-- start of MATERIAL FOR THE TASK --

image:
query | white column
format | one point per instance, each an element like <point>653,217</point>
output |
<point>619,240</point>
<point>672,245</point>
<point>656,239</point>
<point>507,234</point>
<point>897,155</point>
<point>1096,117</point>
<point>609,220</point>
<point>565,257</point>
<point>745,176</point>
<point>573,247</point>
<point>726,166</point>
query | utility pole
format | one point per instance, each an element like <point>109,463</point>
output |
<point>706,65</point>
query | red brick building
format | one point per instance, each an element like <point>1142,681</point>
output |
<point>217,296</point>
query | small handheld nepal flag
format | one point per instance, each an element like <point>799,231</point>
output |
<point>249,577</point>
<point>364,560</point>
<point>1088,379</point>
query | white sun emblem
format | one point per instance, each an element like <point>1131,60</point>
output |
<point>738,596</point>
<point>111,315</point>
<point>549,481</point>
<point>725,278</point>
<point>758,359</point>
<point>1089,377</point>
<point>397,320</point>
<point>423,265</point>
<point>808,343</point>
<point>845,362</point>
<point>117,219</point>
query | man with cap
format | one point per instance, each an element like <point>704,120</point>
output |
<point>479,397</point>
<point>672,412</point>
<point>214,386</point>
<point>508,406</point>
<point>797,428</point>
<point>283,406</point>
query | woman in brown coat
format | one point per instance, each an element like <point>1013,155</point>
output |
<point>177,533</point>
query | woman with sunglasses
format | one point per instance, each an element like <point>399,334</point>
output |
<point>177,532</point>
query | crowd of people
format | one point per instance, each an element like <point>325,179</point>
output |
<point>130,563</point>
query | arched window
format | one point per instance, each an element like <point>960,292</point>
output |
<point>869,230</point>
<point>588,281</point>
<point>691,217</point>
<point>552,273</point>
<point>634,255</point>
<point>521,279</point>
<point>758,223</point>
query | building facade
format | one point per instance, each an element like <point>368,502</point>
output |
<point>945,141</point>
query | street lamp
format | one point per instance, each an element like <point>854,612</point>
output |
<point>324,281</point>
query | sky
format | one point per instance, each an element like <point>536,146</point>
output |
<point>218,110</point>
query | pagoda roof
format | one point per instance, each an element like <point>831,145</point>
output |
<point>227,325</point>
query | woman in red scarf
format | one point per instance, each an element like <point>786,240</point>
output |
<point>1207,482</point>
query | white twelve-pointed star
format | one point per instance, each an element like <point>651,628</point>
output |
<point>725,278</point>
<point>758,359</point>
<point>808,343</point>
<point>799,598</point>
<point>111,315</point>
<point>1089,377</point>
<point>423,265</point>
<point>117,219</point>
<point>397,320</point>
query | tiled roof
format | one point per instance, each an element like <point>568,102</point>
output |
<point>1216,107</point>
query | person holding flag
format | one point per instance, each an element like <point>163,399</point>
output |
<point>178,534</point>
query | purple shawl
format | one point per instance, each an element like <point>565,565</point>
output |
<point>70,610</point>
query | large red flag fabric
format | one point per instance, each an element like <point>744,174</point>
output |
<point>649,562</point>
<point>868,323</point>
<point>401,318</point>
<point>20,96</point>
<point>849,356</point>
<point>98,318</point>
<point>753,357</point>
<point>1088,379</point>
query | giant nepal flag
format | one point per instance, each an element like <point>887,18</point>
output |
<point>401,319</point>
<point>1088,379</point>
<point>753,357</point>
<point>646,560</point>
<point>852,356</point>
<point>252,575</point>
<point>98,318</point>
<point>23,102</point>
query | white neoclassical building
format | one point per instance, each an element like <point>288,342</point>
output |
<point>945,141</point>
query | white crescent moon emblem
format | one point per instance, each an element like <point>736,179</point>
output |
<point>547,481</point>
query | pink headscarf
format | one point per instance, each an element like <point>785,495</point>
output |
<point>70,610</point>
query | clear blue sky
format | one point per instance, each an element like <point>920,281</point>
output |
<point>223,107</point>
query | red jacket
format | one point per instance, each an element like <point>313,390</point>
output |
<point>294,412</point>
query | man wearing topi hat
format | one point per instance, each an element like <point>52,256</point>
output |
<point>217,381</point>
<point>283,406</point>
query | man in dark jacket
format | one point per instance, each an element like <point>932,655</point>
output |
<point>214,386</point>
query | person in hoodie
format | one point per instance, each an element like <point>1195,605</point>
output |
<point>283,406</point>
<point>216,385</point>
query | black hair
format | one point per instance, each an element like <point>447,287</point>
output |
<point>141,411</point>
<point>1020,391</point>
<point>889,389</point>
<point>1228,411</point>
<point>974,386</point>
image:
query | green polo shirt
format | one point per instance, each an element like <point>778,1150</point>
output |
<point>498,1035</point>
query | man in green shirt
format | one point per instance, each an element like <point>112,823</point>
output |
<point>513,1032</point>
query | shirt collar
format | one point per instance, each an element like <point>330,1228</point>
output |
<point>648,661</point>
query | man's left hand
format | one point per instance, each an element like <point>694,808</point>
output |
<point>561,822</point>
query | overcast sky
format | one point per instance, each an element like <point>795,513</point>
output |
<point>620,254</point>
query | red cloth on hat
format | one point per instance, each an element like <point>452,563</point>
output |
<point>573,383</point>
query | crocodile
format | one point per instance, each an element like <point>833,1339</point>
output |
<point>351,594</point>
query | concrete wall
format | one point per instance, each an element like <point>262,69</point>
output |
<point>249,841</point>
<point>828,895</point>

-- end of MATERIAL FOR THE TASK --

## GIVEN TASK
Please write out all the entries above again, switching "one point per instance" to "a single point for each instance" and leaving everything else as it is.

## WRITTEN ANSWER
image:
query | white column
format | a single point for each instance, each an element like <point>653,217</point>
output |
<point>619,240</point>
<point>672,245</point>
<point>656,239</point>
<point>507,234</point>
<point>897,155</point>
<point>1096,117</point>
<point>609,220</point>
<point>565,257</point>
<point>745,176</point>
<point>573,247</point>
<point>726,166</point>
query | utility pole
format | a single point for each instance, each an element like <point>109,463</point>
output |
<point>706,65</point>
query | red brick building
format | a single point for each instance, each an element like <point>1142,681</point>
output |
<point>217,296</point>
query | small handheld nepal flag
format | a single point for each instance, each an element like <point>799,231</point>
output |
<point>249,577</point>
<point>364,560</point>
<point>1088,379</point>
query | white sun emblem
format | a single point for each instance, each an element like <point>1131,60</point>
output |
<point>738,596</point>
<point>111,315</point>
<point>549,481</point>
<point>725,278</point>
<point>758,359</point>
<point>1089,377</point>
<point>397,320</point>
<point>423,265</point>
<point>808,343</point>
<point>845,362</point>
<point>117,219</point>
query | man with cap
format | a single point for each instance, each an element like <point>704,120</point>
output |
<point>479,397</point>
<point>672,412</point>
<point>214,386</point>
<point>508,406</point>
<point>797,428</point>
<point>283,406</point>
query | woman in brown coat
format | a single point for each instance, each an element like <point>1013,155</point>
output |
<point>177,533</point>
query | woman with sunglasses
format | a single point for each instance, each an element like <point>399,334</point>
output |
<point>177,532</point>
query | crowd of people
format | a single point for each instance, each an element like <point>325,179</point>
output |
<point>130,563</point>
query | arched window
format | a single point for each instance, each an element like <point>960,292</point>
output |
<point>869,230</point>
<point>588,281</point>
<point>691,217</point>
<point>552,273</point>
<point>634,255</point>
<point>521,279</point>
<point>758,223</point>
query | building facade
format | a single point for each instance, each an element like <point>368,502</point>
output |
<point>945,141</point>
query | street lamp
format | a single point for each instance, each an element like <point>854,612</point>
output |
<point>324,281</point>
query | sky
format | a single point for each instance, each an element like <point>536,146</point>
output |
<point>218,110</point>
query | pagoda roof
format | a single point for each instance, each an element like <point>831,145</point>
output |
<point>227,325</point>
query | woman in red scarf
format | a single point for each instance, each an element like <point>786,240</point>
output |
<point>1207,482</point>
query | white twelve-pointed star
format | a single point for each instance, each an element like <point>651,628</point>
output |
<point>725,278</point>
<point>758,359</point>
<point>808,343</point>
<point>799,598</point>
<point>111,315</point>
<point>1089,377</point>
<point>423,265</point>
<point>117,219</point>
<point>397,320</point>
query | tiled roof
format | a single point for each instance, each an element like <point>568,102</point>
output |
<point>1216,107</point>
query | person holding flag
format | a single point for each instance, each an element like <point>163,399</point>
output |
<point>178,534</point>
query | purple shawl
format | a single point for each instance, each an element like <point>565,565</point>
output |
<point>70,610</point>
query | large red flag fabric
format | a single point for each instance, each an element like <point>744,174</point>
output |
<point>649,562</point>
<point>868,323</point>
<point>401,318</point>
<point>20,96</point>
<point>849,356</point>
<point>98,318</point>
<point>753,357</point>
<point>1088,379</point>
query | giant nepal flag
format | a single point for each instance, each an element like <point>887,18</point>
output |
<point>401,319</point>
<point>1088,379</point>
<point>753,357</point>
<point>646,560</point>
<point>852,356</point>
<point>252,575</point>
<point>98,318</point>
<point>23,102</point>
query | white neoclassical building
format | a single point for each instance, each an element like <point>288,342</point>
output |
<point>945,141</point>
query | white crescent moon emblem
format | a single point for each instance, each an element like <point>736,179</point>
output |
<point>547,481</point>
query | pink headscarf
format | a single point for each instance, each an element like <point>785,495</point>
output |
<point>70,610</point>
query | clear blue sky
format | a single point for each instance, each an element like <point>920,281</point>
output |
<point>223,107</point>
query | red jacket
format | a single point for each instance, each an element like <point>313,390</point>
output |
<point>294,412</point>
query | man wearing topi hat
format | a single point for each instance, each an element like <point>52,256</point>
output |
<point>217,381</point>
<point>283,406</point>
query | man in dark jacket
format | a single point for each instance, each an element like <point>932,655</point>
output |
<point>214,386</point>
query | person in hoodie
format | a single point for each instance, each an element like <point>1195,605</point>
output |
<point>283,406</point>
<point>216,385</point>
query | black hair
format | a single point for each instance, each an element like <point>447,287</point>
output |
<point>141,411</point>
<point>1020,391</point>
<point>889,389</point>
<point>1228,411</point>
<point>974,386</point>
image:
query | green polo shirt
format | a single point for each instance, each an element like <point>778,1150</point>
output |
<point>498,1035</point>
query | man in green shirt
format | a single point for each instance, each an element like <point>112,823</point>
output |
<point>513,1032</point>
query | shirt collar
format | a single point for each instance, each an element like <point>330,1228</point>
output |
<point>648,661</point>
query | man's left hand
format | a single point for each instance, each an element like <point>694,808</point>
output |
<point>561,822</point>
query | overcast sky
format | a single point for each instance, each an element like <point>795,513</point>
output |
<point>620,254</point>
query | red cloth on hat
format | a single point for each instance, each an element like <point>452,563</point>
output |
<point>573,383</point>
query | crocodile
format | a single point for each instance, each an element like <point>833,1339</point>
output |
<point>351,594</point>
query | concrete wall
format | a single point for each instance, each an element like <point>262,69</point>
output |
<point>249,841</point>
<point>828,895</point>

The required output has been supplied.